GOAL OF THE EXERCISE ::
Scan the entries below. Return every line that includes "post".

MATERIAL SHOWN ::
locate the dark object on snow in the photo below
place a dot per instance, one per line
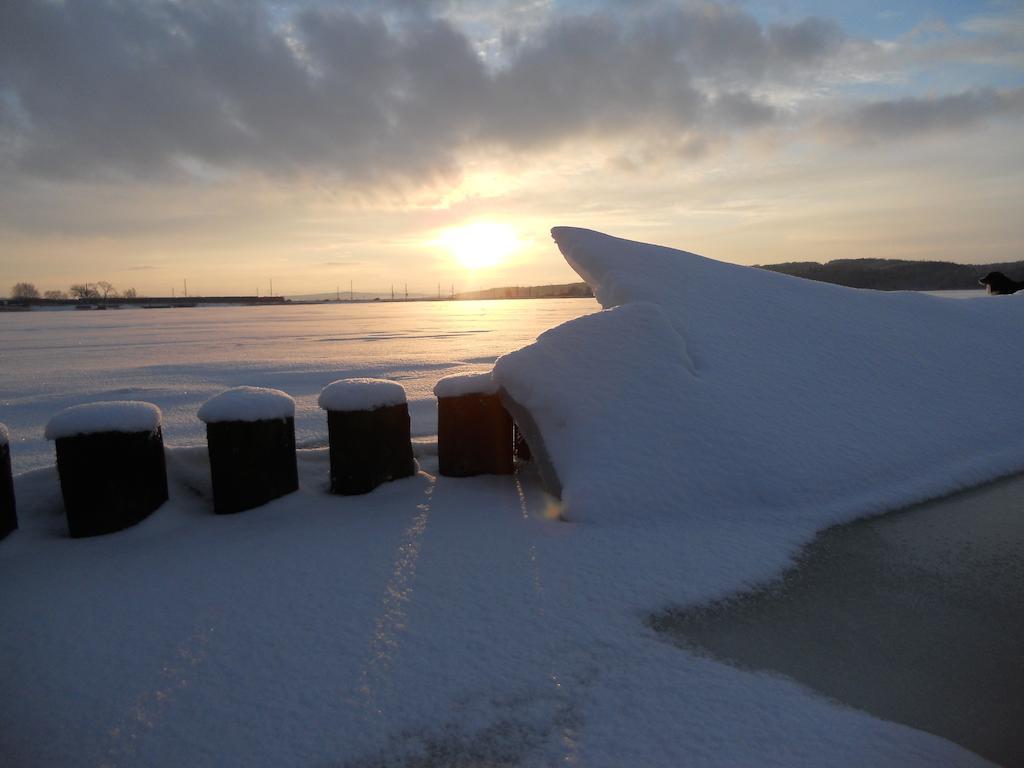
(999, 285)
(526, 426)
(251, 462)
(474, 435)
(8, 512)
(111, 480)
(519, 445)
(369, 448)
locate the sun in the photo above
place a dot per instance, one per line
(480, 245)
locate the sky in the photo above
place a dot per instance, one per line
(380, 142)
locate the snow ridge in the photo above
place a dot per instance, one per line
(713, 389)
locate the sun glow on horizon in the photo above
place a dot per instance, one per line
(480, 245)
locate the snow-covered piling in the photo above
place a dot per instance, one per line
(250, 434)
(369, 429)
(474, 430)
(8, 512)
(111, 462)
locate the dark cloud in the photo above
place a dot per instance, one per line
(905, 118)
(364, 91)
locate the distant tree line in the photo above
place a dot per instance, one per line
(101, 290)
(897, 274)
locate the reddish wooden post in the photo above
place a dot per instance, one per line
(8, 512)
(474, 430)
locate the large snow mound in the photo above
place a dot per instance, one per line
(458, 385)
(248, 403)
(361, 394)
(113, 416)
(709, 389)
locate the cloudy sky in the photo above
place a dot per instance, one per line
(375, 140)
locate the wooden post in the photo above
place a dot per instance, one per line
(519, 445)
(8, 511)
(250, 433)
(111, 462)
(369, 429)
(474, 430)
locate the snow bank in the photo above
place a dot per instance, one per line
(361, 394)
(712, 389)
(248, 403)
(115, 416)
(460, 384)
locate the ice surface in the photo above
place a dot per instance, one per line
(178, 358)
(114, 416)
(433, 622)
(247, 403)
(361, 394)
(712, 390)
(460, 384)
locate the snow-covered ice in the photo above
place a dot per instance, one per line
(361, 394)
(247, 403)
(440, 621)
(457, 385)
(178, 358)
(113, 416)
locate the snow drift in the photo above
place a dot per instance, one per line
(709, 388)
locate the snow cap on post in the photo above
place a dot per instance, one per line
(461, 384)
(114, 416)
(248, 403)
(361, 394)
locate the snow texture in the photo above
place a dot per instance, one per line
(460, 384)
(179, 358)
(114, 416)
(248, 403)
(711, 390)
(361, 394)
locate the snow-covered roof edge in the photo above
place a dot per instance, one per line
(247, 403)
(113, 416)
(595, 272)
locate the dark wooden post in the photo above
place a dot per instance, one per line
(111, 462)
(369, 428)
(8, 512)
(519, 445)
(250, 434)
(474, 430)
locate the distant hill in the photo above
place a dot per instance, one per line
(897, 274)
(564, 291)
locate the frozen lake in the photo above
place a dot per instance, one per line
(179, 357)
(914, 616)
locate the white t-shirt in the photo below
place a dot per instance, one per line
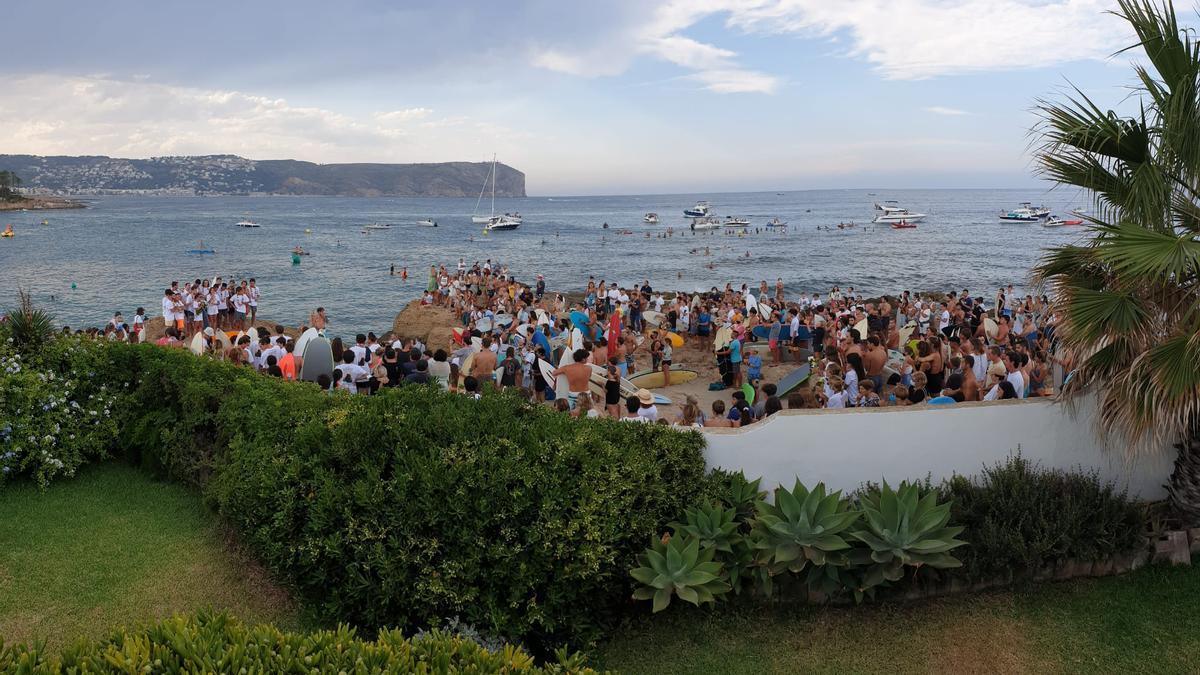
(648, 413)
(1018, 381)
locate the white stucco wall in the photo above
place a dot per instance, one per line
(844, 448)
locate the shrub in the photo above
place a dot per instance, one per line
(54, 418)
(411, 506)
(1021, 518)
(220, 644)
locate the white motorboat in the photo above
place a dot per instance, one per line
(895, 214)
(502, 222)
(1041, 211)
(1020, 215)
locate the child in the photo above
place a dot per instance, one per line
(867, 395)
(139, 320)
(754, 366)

RESPONSE TO THE EXERCISE ::
locate the reddish wooden post in the photo above
locate the wooden post in the photo above
locate the snow cap on post in the photo above
locate the dark wooden post in the photo above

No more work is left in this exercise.